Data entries
= Beginning of Section =

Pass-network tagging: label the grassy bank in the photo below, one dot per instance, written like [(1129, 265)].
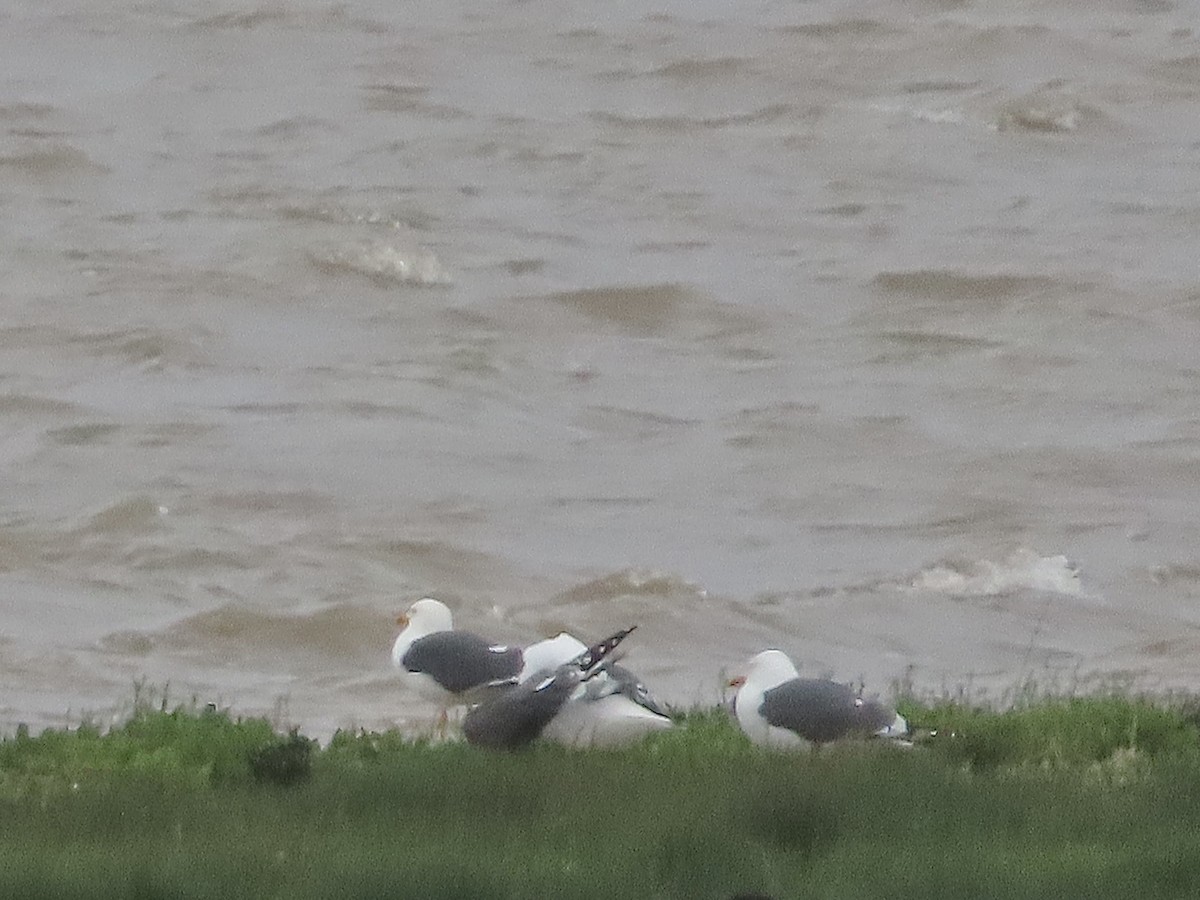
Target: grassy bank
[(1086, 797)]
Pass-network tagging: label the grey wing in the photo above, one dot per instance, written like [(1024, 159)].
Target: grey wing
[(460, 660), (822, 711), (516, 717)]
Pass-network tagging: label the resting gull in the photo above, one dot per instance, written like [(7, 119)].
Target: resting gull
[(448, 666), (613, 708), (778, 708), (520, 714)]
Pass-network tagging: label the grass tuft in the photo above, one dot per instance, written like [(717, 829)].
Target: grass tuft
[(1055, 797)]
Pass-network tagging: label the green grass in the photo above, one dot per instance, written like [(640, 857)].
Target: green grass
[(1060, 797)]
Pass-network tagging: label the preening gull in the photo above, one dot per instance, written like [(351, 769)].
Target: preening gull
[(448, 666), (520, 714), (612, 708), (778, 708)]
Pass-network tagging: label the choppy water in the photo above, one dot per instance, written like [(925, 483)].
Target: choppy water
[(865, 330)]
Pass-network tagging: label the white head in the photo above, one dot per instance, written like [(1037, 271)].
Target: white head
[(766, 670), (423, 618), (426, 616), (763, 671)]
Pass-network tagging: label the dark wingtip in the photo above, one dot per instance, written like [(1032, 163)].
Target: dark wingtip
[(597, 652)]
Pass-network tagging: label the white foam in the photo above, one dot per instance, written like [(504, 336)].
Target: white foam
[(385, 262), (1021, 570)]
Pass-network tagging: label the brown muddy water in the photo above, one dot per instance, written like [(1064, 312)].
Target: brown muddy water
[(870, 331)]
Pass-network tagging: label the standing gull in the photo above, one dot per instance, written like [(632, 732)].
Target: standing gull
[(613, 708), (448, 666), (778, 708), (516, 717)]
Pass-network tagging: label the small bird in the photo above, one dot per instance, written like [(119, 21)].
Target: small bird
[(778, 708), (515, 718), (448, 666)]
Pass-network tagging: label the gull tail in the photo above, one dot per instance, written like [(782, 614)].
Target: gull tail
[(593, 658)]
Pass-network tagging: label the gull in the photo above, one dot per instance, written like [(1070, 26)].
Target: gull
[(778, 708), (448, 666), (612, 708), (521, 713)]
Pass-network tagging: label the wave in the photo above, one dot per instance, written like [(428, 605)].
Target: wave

= End of Section =

### PROBLEM TO WORK ON
Set the preceding data down again word for word, omitting images.

### OUTPUT BELOW
Pass-network tagging: label the grassy bank in the photo below, one dot per instance, written like [(1129, 265)].
Target: grassy bank
[(1086, 797)]
Pass-network tagging: label the grey wing in the photo above, one dot per instance, written like [(1024, 159)].
Target: grey wing
[(460, 660), (822, 711), (516, 717)]
Pass-network tagging: label the resting gull in the photo above, one dot per instance, written like [(7, 119)].
Target: resting gull
[(448, 666), (613, 708), (778, 708), (520, 714)]
Pass-network tagging: label the grass tuft in the photo above, one dot per instance, written like [(717, 829)].
Target: grass tuft
[(1055, 797)]
Pass-network tagging: label the green grass in the photo above, one dot per instance, written like [(640, 857)].
Target: green grass
[(1060, 797)]
Pass-network tagging: label the preening gull in the photo above, one dot per instance, written like [(351, 769)].
Target: preening gull
[(448, 666), (520, 714), (612, 708), (778, 708)]
Pass-network tagging: label the choppy water in the photo above, one dot per instance, written like [(925, 483)].
Target: choppy water
[(865, 330)]
Pass-network tagging: label the white head in the photo above, one dot per instance, written like [(1037, 271)].
Target: white head
[(766, 670), (423, 618), (426, 616), (763, 671)]
Pass-network tagging: label the dark wingtip in the photo above, one dot per instance, written like [(1032, 163)].
Target: dark wingtip
[(597, 652)]
Pass-network tagging: label the white foam in the photo above, one dot per instance, written like [(504, 336)].
Target: white foam
[(385, 262), (1021, 570)]
Pass-network tagging: label the brown muddy water in the photo above, one dot per instance, written like [(1064, 312)].
Target: brown muddy water
[(870, 331)]
Pass-network tagging: label the standing gull in the photo above, one dot per instance, written like [(632, 732)].
Target: standing gull
[(613, 708), (448, 666), (778, 708), (516, 717)]
Pass-network tagging: label the small bird in the photo above, one dot per instance, written like [(119, 21)].
Target: small bird
[(778, 708), (515, 718), (448, 666)]
Pass-network tagging: label the gull tail in the photo above, one dot per instance, written like [(782, 614)].
Target: gull tail
[(593, 658)]
Pass-network tagging: label the gull in the photo above, one dot per instance, written like [(1070, 26)].
Target: gull
[(778, 708), (448, 666), (612, 708), (521, 713)]
Pass-network tagging: label the wave in the photo above, one dot per instance, written like [(428, 605)].
Target: wave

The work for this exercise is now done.